▶ **What this task involves**: Write the material out again exactly as it stands.
════
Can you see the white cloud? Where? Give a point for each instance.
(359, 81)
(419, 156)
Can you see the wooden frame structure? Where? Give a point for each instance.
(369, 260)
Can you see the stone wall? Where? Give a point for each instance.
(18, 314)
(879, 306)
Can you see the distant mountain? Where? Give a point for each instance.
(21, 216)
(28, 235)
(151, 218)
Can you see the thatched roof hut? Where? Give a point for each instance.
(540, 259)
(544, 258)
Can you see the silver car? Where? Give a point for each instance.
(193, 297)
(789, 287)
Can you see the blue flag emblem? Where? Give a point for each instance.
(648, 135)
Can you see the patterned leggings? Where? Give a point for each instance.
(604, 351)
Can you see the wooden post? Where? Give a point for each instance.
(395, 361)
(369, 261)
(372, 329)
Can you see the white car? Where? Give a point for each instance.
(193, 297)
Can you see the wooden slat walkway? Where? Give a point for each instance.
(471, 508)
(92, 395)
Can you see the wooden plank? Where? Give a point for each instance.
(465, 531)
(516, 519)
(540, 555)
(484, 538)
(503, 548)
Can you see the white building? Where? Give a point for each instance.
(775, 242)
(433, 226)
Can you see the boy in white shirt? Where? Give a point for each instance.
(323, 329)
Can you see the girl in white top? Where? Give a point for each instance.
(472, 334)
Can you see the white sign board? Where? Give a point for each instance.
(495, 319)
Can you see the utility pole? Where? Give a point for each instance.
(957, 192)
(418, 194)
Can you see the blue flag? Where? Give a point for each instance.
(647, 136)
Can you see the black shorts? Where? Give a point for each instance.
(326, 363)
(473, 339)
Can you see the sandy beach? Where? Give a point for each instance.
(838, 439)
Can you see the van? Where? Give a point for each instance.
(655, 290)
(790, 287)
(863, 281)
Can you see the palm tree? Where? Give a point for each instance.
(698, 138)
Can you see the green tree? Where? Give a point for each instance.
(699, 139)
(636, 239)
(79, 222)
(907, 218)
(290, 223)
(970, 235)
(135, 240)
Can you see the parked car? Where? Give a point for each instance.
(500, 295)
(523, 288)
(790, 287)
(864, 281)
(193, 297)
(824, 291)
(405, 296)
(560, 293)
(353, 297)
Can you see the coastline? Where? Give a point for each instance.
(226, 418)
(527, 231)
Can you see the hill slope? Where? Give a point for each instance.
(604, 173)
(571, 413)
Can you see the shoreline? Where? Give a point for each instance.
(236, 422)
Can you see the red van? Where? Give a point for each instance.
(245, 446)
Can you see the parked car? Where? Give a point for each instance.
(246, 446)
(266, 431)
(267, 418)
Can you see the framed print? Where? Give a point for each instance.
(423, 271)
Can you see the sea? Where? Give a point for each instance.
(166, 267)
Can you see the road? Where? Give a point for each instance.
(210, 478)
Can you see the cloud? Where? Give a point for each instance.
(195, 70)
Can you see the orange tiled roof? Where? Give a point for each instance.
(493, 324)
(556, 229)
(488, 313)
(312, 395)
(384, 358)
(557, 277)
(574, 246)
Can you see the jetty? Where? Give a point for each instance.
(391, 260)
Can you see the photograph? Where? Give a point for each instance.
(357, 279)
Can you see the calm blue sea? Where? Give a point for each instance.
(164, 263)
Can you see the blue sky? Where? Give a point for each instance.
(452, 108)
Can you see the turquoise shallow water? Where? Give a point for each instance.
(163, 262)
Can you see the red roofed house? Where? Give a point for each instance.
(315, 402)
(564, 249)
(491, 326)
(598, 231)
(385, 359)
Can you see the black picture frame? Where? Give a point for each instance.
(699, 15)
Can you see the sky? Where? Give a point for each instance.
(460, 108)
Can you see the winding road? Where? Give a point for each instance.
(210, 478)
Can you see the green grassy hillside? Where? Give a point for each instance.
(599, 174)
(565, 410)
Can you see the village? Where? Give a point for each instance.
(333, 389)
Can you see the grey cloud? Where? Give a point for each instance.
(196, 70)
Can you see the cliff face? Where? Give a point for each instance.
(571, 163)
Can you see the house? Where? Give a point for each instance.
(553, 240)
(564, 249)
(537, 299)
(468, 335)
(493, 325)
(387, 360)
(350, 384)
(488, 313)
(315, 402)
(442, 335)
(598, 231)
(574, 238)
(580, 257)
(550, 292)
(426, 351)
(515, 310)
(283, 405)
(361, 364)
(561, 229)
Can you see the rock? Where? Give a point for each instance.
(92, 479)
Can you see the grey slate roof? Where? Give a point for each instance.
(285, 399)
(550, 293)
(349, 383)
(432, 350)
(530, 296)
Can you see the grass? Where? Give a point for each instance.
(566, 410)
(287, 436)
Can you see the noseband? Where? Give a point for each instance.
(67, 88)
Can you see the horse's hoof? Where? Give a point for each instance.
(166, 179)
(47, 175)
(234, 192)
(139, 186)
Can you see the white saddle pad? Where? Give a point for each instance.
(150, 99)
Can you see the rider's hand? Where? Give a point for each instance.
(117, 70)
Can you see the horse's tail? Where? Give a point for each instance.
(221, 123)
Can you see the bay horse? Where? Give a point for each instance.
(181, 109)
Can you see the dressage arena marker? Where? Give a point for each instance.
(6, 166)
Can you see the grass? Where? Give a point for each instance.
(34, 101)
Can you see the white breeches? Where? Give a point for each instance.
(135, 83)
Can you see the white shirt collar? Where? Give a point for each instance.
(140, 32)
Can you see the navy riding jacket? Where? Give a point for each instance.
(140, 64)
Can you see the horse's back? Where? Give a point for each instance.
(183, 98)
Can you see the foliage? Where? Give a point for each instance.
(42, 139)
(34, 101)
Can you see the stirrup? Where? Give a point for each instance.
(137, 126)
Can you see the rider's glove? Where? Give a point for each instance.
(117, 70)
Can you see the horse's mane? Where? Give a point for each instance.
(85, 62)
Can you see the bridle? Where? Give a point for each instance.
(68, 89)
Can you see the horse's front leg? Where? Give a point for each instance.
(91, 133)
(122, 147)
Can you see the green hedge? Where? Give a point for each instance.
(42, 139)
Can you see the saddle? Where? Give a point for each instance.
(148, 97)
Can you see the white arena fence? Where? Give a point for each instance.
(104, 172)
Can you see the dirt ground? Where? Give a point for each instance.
════
▶ **The solution**:
Can you see the white cloud? Where? Give a point for each instance.
(359, 81)
(419, 156)
Can you see the wooden frame structure? Where? Give a point for each instance.
(369, 260)
Can you see the stone wall? Where? Give a point for each instance.
(18, 314)
(879, 306)
Can you see the distant mountain? Where? Give a point for each instance.
(21, 216)
(28, 235)
(151, 218)
Can you see the thatched roof hut? Where? Give a point for each instance.
(540, 259)
(544, 258)
Can you see the silver car? Where? Give a point for each instance.
(193, 297)
(789, 287)
Can you see the blue flag emblem? Where? Give a point for each instance.
(648, 135)
Can you see the patterned leggings? Where? Give a point for each instance.
(604, 351)
Can you see the wooden post? Where? Give a point for each instance.
(395, 361)
(369, 261)
(372, 329)
Can you see the white car? Where? Give a point for each instance.
(193, 297)
Can you see the wooden slat walkway? Where? Give a point for each instance.
(471, 508)
(92, 395)
Can you see the wooden plank? Where? Give a point for each instance.
(465, 531)
(516, 519)
(540, 555)
(484, 538)
(503, 548)
Can you see the white building? Where? Give a point for each instance.
(775, 242)
(433, 226)
Can you see the boy in white shirt? Where? Give a point for each instance.
(323, 329)
Can you see the girl in white top? Where? Give a point for each instance.
(472, 334)
Can you see the white sign board? Where? Give a point for each instance.
(495, 319)
Can you see the utility pole? Where? Give a point for each instance.
(957, 192)
(418, 194)
Can you see the blue flag? Where? Give a point for each instance.
(647, 136)
Can you see the black shorts? Where? Give a point for each instance.
(326, 363)
(473, 339)
Can you see the sandy beach? Where? Give a point for each instance.
(838, 439)
Can you see the van? Where? Give a point for each instance.
(655, 290)
(790, 287)
(863, 281)
Can you see the palm tree? Where? Give a point for each instance.
(698, 138)
Can you see the green tree? Where? Give a point for each instance.
(699, 139)
(636, 239)
(79, 222)
(907, 218)
(290, 223)
(970, 235)
(135, 240)
Can you see the parked car? Where? Give a point for each instance.
(500, 295)
(523, 288)
(790, 287)
(864, 281)
(193, 297)
(824, 291)
(405, 296)
(560, 293)
(353, 297)
Can you see the coastline? Where? Give a point for each instance.
(226, 418)
(527, 231)
Can you see the hill slope? Where? Give a point for each instance.
(604, 173)
(571, 413)
Can you see the shoreline? Where? Give a point for each instance.
(236, 422)
Can you see the red van? Where? Give a point for each instance.
(245, 446)
Can you see the parked car? Where? Give a point for each instance.
(246, 446)
(266, 431)
(267, 418)
Can you see the framed print? Where? Give a point for each instance.
(423, 271)
Can you see the sea? Where? Give a point for each instance.
(166, 267)
Can you see the road? Where? Give a point for each instance.
(210, 478)
Can you see the cloud? Where? Give a point for each instance.
(195, 70)
Can you see the orange tiled roof? Where? Give a point for each instance.
(493, 324)
(556, 229)
(488, 313)
(312, 395)
(384, 358)
(557, 277)
(574, 246)
Can you see the jetty? Where? Give a point for each instance.
(391, 260)
Can you see the photograph? Where? Give a point for each instance.
(357, 279)
Can you see the calm blue sea? Where? Give a point for each instance.
(164, 263)
Can you see the blue sky? Where? Give a point for each instance.
(452, 108)
Can you see the turquoise shallow water? Where? Give a point for each instance.
(163, 262)
Can you see the red roofed house? Where? Give a point for each instance.
(315, 402)
(564, 249)
(491, 326)
(598, 231)
(385, 359)
Can you see the black picture frame? Where? Give a point for each instance.
(699, 15)
Can you see the sky? Where? Give a point for each instance.
(460, 108)
Can you see the winding road? Where? Give a point for each instance.
(210, 478)
Can you see the green grassy hillside? Where? Give a point for each instance.
(599, 174)
(565, 410)
Can you see the village? Where? Give a point for each instance.
(333, 389)
Can you see the grey cloud? Where? Give a point for each instance.
(196, 70)
Can you see the cliff face? Where? Give a point for each instance.
(571, 163)
Can you see the house? Where? Give a point for each instance.
(553, 240)
(564, 249)
(537, 299)
(468, 335)
(493, 325)
(387, 360)
(350, 384)
(488, 313)
(315, 402)
(442, 335)
(598, 231)
(574, 238)
(580, 257)
(550, 292)
(426, 351)
(515, 310)
(283, 405)
(361, 364)
(561, 229)
Can you see the rock? Where? Give a point for each instance.
(92, 479)
Can you see the grey slate roof? Where? Give a point for each instance.
(285, 399)
(550, 293)
(349, 383)
(432, 350)
(530, 296)
Can you see the grass? Where? Give a point for each instance.
(566, 410)
(287, 436)
Can you see the noseband? Where? Give a point for each instance.
(67, 88)
Can you see the horse's hoof? Where? Give a point for each instance.
(166, 179)
(47, 175)
(234, 192)
(139, 186)
Can you see the white saddle pad? Where? Give a point for each instance.
(150, 99)
Can you see the rider's hand? Where? Give a point for each instance.
(117, 70)
Can you see the horse's tail? Where? Give a point for each instance.
(221, 123)
Can you see the bay horse? Where? Give a point for each instance.
(181, 109)
Can you see the dressage arena marker? Where? Give a point for each instance.
(6, 166)
Can you see the grass? Where? Give a point for each instance.
(34, 101)
Can you see the white breeches? Where? Give a point for each instance.
(135, 83)
Can you see the white shirt collar? Where? Give a point for each instance.
(140, 32)
Can you see the navy riding jacket? Where? Give a point for each instance.
(140, 64)
Can you see the horse's back? Where? Give a point for each instance.
(183, 98)
Can you see the foliage? Where? Give a point for each instance.
(42, 139)
(34, 101)
Can you see the stirrup? Where? Give a point for each instance.
(137, 126)
Can you see the rider's glove? Where? Give a point for each instance.
(117, 70)
Can you see the horse's mane? Where? Give a point for each instance.
(85, 62)
Can you see the bridle? Where? Give a point for each instance.
(68, 89)
Can you see the horse's front leg? Where? Give a point for each instance.
(91, 133)
(122, 147)
Can you see the green hedge? Where? Give a point for each instance.
(42, 139)
Can you see the saddle? Where? Give a point for each instance.
(148, 97)
Can you see the white arena fence? Where? Give a point for each instance.
(104, 172)
Can you see the dirt ground? Where? Give a point for each instance.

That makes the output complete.